Goal of the exercise: Return all entries word for word, but drop any images.

Available records:
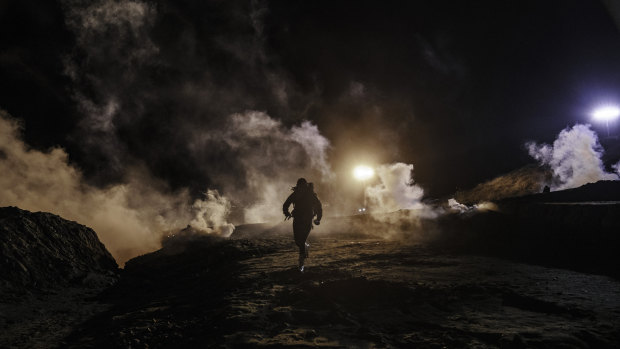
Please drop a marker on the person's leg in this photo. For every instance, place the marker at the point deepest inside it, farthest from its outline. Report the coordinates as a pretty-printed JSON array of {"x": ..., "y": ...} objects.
[{"x": 301, "y": 230}]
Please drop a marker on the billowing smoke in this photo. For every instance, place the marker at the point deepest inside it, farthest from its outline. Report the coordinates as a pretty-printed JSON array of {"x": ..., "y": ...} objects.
[
  {"x": 574, "y": 158},
  {"x": 211, "y": 214},
  {"x": 129, "y": 217},
  {"x": 396, "y": 189},
  {"x": 462, "y": 208},
  {"x": 271, "y": 157}
]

The completed task:
Please drop a marker on the person's leg in this photo. For every instance, place the marker at the point deepest inside it, farthest from its outline. Report the coordinates as a pretty-printed JSON array of {"x": ..., "y": ...} objects.
[{"x": 301, "y": 230}]
Please drop a marker on the billowing smoke in this photo. For every instance, place the marker at the point deepest inside it, farthest from its outline. Report the coordinates as a pretty-printed JSON array of {"x": ..., "y": ...} objects.
[
  {"x": 574, "y": 158},
  {"x": 211, "y": 214},
  {"x": 129, "y": 217},
  {"x": 396, "y": 189},
  {"x": 462, "y": 208},
  {"x": 271, "y": 157}
]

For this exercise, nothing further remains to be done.